**ACTION ITEM**:
The reply should consist of the line containing "Target: suv license plate" and all lines after it in the listing below, reproduced exactly and nothing more.

**MATERIAL FOR THE TASK**:

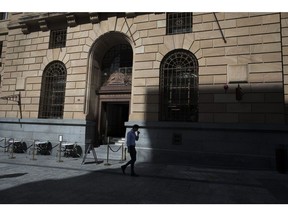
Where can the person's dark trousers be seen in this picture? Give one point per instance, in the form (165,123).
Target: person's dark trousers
(132,151)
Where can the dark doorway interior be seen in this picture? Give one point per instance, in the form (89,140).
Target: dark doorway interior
(116,115)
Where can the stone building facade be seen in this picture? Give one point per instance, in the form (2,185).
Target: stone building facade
(204,87)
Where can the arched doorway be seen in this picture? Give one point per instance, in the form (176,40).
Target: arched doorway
(110,84)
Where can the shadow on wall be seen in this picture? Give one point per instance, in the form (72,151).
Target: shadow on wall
(230,132)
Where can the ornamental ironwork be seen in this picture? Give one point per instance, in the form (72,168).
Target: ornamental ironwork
(53,91)
(179,87)
(179,23)
(57,38)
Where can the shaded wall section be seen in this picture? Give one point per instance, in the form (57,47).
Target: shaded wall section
(230,133)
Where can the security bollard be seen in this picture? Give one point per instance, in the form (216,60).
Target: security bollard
(12,149)
(33,151)
(107,164)
(59,152)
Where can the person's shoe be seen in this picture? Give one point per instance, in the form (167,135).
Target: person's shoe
(123,169)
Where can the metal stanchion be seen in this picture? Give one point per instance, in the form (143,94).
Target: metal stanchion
(12,149)
(33,151)
(60,147)
(107,163)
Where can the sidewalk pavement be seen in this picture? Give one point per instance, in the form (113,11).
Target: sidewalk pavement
(47,181)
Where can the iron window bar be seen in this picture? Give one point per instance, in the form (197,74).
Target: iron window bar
(179,87)
(53,91)
(57,38)
(178,23)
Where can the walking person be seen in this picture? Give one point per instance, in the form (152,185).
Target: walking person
(132,137)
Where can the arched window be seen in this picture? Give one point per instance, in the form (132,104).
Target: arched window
(117,62)
(179,86)
(53,91)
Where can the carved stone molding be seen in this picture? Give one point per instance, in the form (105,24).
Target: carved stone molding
(71,20)
(43,25)
(94,18)
(25,29)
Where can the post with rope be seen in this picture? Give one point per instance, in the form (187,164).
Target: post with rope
(12,149)
(107,163)
(121,146)
(60,147)
(33,151)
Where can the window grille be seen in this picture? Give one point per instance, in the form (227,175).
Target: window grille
(118,59)
(53,91)
(179,23)
(57,38)
(179,87)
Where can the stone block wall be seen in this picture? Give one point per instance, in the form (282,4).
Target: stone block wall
(251,56)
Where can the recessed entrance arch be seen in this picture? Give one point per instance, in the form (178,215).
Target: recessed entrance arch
(109,84)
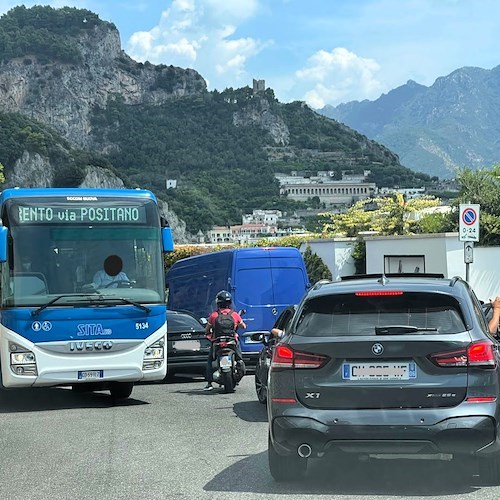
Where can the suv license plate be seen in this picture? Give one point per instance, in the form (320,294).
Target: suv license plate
(91,375)
(379,371)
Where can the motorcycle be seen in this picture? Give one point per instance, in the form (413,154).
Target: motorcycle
(227,371)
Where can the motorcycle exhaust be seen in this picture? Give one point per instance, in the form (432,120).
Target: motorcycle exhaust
(304,450)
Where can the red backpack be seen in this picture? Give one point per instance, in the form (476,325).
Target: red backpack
(224,325)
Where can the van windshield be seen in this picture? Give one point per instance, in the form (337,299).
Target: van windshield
(281,286)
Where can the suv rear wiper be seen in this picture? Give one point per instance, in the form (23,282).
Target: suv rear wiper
(59,297)
(400,329)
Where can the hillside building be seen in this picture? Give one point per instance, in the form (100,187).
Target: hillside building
(350,189)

**RESULT BELOW**:
Target: suv license plate
(91,375)
(379,371)
Where can the motorcycle be seen in this picture? Give one point per instance, in the form (413,154).
Target: motorcycle
(227,371)
Where can the motorcycle exhaust be seen in this picture? Give one point per instance, in the form (432,120).
Target: motorcycle exhaust
(304,450)
Where can the red backpack be seen in this picture? Give one point per instance, in the form (476,325).
Target: red backpack
(224,325)
Where can the van windshield be seen in this picture? Give one point per instance, in the form (337,299).
Target: van windshield
(281,286)
Where can the suv rear wiper be seen in this picture? Give one point per instance, in the form (23,282).
Target: suv rear wiper
(59,297)
(400,329)
Where can the hillside building be seen in this picture? Give one point per instance, in the form (100,187).
Target: hillside building
(350,189)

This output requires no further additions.